Copy the data below. Keep every line exactly as it is.
─── Source data ───
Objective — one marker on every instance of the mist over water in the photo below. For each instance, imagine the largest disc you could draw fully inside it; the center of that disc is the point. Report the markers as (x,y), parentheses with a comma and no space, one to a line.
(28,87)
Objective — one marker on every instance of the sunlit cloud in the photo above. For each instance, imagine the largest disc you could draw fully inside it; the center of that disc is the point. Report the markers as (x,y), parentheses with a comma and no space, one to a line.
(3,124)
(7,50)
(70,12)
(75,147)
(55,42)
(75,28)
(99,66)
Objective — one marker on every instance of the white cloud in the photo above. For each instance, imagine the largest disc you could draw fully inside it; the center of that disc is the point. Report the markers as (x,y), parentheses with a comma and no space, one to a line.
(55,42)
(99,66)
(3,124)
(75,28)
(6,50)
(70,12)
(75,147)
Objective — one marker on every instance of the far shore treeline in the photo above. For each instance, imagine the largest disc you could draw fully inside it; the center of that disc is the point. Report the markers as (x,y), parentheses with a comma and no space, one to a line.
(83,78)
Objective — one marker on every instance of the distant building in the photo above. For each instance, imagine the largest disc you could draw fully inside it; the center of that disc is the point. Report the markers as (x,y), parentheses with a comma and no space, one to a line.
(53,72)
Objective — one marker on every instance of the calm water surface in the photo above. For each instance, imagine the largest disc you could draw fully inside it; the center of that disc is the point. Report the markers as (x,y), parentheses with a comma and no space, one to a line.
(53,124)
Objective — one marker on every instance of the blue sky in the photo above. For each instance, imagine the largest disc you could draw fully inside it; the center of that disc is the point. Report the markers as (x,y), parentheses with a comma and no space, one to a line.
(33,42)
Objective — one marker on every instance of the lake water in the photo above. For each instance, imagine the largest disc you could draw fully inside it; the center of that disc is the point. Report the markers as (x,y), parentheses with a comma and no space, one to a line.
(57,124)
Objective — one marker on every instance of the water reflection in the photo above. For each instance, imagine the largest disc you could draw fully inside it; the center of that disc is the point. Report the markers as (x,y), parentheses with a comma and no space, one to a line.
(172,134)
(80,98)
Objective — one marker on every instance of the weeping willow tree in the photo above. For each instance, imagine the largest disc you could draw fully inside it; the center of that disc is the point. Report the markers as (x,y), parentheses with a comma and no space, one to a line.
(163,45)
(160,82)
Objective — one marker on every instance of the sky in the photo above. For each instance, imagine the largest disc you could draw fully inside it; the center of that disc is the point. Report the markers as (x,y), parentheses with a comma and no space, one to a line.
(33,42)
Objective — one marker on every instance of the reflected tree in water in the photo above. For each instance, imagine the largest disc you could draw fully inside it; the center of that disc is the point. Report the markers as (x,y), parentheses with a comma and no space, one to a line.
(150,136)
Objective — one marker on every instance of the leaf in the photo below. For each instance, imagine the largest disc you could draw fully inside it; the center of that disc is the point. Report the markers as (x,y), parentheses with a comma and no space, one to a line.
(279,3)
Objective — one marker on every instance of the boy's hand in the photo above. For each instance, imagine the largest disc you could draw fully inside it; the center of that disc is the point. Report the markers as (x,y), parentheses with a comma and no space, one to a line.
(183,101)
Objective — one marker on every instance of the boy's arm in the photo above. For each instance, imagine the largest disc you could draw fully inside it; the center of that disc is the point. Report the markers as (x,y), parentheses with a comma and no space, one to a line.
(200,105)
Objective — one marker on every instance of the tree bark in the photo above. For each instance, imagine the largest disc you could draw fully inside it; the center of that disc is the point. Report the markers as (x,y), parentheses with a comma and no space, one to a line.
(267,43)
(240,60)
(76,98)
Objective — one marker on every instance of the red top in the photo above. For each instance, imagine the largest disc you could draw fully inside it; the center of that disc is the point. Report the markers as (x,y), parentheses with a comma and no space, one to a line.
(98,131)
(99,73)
───
» **Output for this exercise**:
Objective — one marker on every instance of the mist over water in the photo below. For each instance, imagine the largest disc you could draw fully inside it; the center of that disc is the point. Report the markers as (x,y), parentheses with a comma and no space, one to a line.
(28,87)
Objective — one marker on every instance of the sunlit cloud in the photo above. For each instance, imagine the largest disc you could draw fully inside it; the center of that disc is the point. Report the markers as (x,y), parentheses with a comma and no space, one to a line.
(3,124)
(7,50)
(70,12)
(75,147)
(55,42)
(75,28)
(99,66)
Objective — one marker on every instance of the white cloud in the photo above. For each instance, imagine the largest disc you could draw fully inside it; the center of that disc is the point. Report the markers as (x,y), parentheses with a comma and no space, one to a line.
(55,42)
(99,66)
(3,124)
(75,28)
(6,50)
(70,12)
(75,147)
Objective — one marker on every instance of the far shore treeline in the photo above. For each instance, imagine the largest disc you could draw fully inside it; the center of that disc is the point. Report the markers as (x,y), parentheses with a comma and no space, one to a line.
(83,78)
Objective — one marker on every instance of the distant building in the photo above. For each instance, imagine the largest disc you could draw fully inside it; the center of that disc is the point. Report the markers as (x,y), parentheses with a comma and no space, one to a line.
(53,72)
Objective — one marker on every instance of the calm water surface in the photo above. For each instance, imagine the largest disc you could draw fully inside it; the center of that disc is the point. Report the markers as (x,y), parentheses with a comma and no space, one to a line.
(53,124)
Objective — one marker on every instance of the blue sky in the photo above. For each instance, imagine the largest disc you could draw fully inside it; the center of that disc is the point. Report the markers as (x,y), parentheses with a comma and no space, one to a line.
(33,42)
Objective — one marker on every instance of the lake water in the photo above. For each instance, imagine the largest disc you could draw fully inside it; the center of that disc is the point. Report the markers as (x,y), parentheses with a comma and no space, one to a line.
(57,124)
Objective — one marker on every instance of the water reflection in the photo above. For each instance, imagine the largest disc you could draw fully inside it; the center of that disc is the point. Report the markers as (x,y), parentheses with a comma and no space, one to a line.
(172,134)
(80,98)
Objective — one marker on every instance of the weeping willow tree in the photo above. For each instance, imagine the largest disc you could draw fully inside it; the center of that disc is the point. Report the markers as (x,y), parentheses with a comma and no space, one to a line.
(163,45)
(160,82)
Objective — one marker on every instance of the sky in the photo above. For each instance, imagine the largest disc you could draw fully inside it; the center of that disc is the point. Report the markers as (x,y), parentheses with a comma and no space, one to a line.
(33,42)
Objective — one marker on every instance of the reflected tree in water in the photo above. For each instance, imagine the largest disc you could draw fully inside it; the center of that disc is the point. Report the markers as (x,y), parentheses with a comma and no space, one to a line.
(150,136)
Objective — one marker on every instance of the leaf in the photo below. For each instance, imagine the largest disc you could draw fully inside it; the center of that disc is the point. Report the markers as (x,y), parentheses with a comma and no space, one to a line.
(279,3)
Objective — one marker on every instance of the boy's hand in the photo above. For each instance, imagine the largest disc you could draw fully inside it; the center of that disc is the point. Report the markers as (x,y), parentheses with a comma and no space, one to a line.
(183,101)
Objective — one marker on every instance of the boy's arm in the photo above. For each instance, imagine the largest disc you could draw fully inside it; the center of that disc is the point. Report the markers as (x,y), parentheses with a comma and no space, one to a line.
(200,105)
Objective — one marker on every instance of the tree bark in the photo above. For each instance, imagine the largest disc you could draw fully inside it; the center of that disc is the point. Report the markers as (x,y), parentheses with a comma and no space, one to a line.
(267,43)
(240,60)
(76,98)
Objective — one marker on every instance of the red top in the photo above. For each instance, imagine the largest disc you could draw fully inside it; the center of that disc is the point. Report the markers as (x,y), parentheses with a comma and no space, one to a line.
(98,131)
(99,73)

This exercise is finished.